## Task brief
Which of the lines in the data below contain the string "block"? Copy each of them.

===== Information =====

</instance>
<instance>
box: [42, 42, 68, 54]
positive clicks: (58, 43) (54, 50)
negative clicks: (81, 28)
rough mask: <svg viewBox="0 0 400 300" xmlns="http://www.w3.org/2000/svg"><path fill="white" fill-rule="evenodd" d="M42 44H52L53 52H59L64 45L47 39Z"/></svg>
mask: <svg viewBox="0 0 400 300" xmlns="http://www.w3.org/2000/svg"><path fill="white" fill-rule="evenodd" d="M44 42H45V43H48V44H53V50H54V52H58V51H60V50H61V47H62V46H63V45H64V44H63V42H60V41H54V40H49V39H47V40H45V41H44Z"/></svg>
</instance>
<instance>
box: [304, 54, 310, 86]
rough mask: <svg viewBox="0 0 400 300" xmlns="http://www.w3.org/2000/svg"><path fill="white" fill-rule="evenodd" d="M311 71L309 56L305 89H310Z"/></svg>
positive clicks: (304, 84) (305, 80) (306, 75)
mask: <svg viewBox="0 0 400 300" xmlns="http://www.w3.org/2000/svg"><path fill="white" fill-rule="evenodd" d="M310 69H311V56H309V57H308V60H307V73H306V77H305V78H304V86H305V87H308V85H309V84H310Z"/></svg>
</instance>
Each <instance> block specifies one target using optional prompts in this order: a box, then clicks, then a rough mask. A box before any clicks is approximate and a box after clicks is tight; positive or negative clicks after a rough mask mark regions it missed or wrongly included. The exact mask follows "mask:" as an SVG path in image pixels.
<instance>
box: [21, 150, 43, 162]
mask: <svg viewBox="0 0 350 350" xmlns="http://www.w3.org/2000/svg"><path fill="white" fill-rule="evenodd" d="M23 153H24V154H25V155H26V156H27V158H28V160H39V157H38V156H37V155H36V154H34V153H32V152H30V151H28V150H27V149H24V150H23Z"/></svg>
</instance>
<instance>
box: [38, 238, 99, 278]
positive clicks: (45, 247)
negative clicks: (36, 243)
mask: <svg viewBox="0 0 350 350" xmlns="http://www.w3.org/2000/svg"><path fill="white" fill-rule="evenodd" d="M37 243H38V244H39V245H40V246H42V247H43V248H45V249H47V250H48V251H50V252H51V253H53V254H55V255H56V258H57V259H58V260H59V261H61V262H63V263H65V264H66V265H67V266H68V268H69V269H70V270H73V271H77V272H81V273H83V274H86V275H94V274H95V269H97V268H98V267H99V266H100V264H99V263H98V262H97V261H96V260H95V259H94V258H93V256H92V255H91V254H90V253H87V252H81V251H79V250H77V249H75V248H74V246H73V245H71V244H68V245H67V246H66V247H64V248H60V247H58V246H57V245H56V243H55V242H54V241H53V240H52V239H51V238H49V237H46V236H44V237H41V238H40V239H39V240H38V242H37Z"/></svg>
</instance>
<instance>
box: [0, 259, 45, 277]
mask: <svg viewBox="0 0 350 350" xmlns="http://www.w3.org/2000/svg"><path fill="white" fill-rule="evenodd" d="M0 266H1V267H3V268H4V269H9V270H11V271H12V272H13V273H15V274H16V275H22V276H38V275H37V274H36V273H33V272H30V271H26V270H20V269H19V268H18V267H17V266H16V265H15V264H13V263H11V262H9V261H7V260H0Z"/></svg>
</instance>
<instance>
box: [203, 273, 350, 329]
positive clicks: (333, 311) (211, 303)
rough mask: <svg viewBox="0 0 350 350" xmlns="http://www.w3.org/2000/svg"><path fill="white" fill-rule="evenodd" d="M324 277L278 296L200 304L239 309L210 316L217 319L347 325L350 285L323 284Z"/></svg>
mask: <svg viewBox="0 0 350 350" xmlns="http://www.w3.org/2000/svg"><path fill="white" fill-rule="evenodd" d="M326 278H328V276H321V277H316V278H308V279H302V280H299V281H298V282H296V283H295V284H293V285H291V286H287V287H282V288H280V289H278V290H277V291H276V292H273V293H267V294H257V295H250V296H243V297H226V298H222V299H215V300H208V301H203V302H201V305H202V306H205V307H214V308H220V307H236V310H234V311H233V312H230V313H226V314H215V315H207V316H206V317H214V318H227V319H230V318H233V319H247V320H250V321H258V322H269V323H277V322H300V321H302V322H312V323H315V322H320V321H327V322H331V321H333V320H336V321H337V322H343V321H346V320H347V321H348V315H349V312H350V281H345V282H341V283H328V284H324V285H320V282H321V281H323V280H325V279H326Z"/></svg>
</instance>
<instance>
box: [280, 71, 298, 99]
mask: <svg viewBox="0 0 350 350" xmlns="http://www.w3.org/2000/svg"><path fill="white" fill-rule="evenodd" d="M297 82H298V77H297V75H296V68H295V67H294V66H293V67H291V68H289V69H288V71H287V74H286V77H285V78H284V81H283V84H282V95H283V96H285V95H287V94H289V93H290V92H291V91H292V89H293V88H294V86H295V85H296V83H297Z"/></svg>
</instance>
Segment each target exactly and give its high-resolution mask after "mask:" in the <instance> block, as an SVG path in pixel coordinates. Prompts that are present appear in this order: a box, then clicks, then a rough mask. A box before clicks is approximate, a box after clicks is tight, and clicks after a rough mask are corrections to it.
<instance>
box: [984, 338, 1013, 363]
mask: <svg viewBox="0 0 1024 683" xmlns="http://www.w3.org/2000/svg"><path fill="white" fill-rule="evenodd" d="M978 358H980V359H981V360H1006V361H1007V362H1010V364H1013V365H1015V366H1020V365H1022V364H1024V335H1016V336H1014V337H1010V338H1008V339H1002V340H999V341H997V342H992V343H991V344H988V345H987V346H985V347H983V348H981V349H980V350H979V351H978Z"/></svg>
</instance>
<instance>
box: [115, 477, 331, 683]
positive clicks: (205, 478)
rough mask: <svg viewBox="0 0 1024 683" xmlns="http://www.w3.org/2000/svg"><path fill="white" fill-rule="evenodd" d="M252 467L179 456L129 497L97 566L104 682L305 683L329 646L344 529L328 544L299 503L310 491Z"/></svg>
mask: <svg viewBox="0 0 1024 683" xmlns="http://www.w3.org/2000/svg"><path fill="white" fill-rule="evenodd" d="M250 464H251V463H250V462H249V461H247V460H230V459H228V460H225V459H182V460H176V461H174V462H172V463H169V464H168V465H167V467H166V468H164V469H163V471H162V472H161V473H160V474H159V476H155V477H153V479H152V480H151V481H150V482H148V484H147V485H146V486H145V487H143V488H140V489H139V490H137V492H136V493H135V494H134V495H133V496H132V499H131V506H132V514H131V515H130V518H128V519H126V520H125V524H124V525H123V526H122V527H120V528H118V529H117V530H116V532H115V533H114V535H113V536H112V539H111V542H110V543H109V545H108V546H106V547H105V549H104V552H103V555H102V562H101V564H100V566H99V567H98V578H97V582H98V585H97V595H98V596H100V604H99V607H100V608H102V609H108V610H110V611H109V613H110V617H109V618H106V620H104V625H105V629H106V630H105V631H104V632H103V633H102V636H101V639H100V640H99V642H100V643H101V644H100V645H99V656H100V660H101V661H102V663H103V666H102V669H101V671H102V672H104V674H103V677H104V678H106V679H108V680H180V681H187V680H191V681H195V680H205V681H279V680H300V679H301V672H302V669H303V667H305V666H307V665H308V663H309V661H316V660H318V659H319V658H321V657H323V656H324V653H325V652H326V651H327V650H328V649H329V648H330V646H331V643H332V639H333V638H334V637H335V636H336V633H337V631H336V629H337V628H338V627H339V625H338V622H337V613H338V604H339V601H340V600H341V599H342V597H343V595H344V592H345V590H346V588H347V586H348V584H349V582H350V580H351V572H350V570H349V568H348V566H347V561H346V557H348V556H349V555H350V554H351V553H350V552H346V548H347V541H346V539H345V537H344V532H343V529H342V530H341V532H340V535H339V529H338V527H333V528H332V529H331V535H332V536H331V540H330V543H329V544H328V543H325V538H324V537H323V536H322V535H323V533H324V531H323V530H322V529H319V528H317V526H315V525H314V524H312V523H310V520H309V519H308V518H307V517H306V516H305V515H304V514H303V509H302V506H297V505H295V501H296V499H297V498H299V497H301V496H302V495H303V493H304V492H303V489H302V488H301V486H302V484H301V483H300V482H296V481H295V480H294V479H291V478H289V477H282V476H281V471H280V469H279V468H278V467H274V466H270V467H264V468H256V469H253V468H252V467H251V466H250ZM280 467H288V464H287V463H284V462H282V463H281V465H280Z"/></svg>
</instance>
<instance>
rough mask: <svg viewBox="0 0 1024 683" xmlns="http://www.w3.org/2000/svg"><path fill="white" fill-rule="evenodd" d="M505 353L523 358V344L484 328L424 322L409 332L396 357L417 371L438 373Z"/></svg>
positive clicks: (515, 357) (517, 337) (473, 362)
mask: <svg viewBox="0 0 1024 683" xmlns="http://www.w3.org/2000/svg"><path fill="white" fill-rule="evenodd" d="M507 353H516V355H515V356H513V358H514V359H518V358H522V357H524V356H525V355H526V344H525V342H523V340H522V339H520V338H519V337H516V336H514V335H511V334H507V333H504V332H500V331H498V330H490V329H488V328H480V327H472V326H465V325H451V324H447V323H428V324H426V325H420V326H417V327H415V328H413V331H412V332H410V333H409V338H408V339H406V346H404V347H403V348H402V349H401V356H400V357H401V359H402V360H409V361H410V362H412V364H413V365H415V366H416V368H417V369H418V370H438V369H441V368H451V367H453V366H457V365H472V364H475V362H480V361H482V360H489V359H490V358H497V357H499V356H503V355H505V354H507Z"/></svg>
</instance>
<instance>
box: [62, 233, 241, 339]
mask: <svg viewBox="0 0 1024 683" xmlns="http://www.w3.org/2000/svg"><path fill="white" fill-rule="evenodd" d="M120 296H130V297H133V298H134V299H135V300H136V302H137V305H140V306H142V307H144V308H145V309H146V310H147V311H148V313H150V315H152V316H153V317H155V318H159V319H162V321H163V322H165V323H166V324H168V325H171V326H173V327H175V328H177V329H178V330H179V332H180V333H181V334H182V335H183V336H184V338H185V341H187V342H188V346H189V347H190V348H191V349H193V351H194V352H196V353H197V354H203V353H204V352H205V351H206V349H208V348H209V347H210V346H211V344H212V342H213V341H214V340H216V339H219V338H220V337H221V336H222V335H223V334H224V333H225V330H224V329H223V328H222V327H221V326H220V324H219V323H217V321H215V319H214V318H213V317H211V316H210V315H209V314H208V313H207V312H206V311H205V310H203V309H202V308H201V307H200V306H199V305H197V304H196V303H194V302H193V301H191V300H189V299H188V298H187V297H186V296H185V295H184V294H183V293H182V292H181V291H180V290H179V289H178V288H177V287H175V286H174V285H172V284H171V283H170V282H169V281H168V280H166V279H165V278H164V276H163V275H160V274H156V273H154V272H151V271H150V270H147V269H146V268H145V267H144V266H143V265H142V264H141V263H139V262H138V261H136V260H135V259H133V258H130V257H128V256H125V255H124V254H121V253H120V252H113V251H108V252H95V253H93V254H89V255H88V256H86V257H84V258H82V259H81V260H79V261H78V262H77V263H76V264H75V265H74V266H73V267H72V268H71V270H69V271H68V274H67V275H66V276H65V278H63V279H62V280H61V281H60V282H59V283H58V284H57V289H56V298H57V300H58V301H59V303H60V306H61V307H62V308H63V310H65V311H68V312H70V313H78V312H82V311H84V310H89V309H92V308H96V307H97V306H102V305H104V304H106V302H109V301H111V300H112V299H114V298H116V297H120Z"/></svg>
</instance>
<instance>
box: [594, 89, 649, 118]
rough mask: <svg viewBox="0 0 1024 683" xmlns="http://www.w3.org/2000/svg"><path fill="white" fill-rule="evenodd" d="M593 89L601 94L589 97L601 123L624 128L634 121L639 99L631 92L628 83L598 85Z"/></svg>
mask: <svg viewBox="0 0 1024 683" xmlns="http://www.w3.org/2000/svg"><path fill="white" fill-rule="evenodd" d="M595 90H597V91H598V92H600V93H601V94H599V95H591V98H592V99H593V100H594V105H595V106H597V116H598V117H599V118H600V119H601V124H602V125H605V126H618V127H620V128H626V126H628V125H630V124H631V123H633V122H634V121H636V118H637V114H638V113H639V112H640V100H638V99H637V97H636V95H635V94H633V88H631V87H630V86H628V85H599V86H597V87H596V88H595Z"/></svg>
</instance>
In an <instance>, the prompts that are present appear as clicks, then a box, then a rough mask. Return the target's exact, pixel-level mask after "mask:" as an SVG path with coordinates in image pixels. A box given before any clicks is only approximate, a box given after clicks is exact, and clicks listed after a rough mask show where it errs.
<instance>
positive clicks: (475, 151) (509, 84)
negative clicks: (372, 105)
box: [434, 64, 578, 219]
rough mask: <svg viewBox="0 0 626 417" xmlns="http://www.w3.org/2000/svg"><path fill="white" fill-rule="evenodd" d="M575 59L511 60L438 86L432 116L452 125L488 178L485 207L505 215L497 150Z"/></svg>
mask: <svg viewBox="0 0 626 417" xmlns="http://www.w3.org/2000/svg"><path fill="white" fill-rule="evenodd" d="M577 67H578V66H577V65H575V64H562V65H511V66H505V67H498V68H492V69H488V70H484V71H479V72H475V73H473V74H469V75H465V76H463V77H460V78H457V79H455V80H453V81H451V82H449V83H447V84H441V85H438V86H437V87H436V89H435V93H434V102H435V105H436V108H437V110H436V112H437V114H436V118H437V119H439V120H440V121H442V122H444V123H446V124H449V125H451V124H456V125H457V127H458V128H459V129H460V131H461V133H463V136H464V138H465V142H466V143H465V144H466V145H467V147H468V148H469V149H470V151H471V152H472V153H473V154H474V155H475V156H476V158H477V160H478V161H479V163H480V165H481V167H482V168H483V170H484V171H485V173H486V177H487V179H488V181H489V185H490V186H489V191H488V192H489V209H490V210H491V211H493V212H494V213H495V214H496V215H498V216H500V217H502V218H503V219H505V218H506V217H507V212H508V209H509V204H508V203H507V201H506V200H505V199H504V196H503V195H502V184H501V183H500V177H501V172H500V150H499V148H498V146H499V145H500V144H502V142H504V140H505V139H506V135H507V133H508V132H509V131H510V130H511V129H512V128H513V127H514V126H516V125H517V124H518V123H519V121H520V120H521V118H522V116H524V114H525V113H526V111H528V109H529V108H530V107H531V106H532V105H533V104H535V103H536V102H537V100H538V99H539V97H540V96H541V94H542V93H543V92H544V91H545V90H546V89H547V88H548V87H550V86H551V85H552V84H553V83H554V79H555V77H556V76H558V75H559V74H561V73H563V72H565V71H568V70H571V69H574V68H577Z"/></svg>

=====

## Expected output
Each <instance> block specifies one target using optional prompts in this order: a box, then clicks, then a rough mask. A box before any clicks is approximate and a box after clicks is tight; positive or negative clicks after a rough mask mark regions it missed or wrongly included. The exact mask follows "mask:" as an SVG path in image pixels.
Segment each target exactly and give its high-resolution mask after "mask:" in the <instance> block, as an SVG path in pixel coordinates. Prompts that are present appear in this order: a box, then clicks, then a rough mask. A box before clicks is approximate, a box after clicks is tight, and clicks after a rough mask are corrections to it.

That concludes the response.